# Point placement records

+ + + +

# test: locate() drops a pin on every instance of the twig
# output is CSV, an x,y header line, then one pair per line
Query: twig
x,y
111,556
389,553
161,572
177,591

+ + + +

# GOAL
Reproduce the material above verbatim, keeping every line in its original order.

# RESULT OF THE TASK
# test: locate() drops a pin on every instance of the twig
# output is CSV, an x,y header line, then one pair per line
Query: twig
x,y
111,556
389,553
161,572
177,591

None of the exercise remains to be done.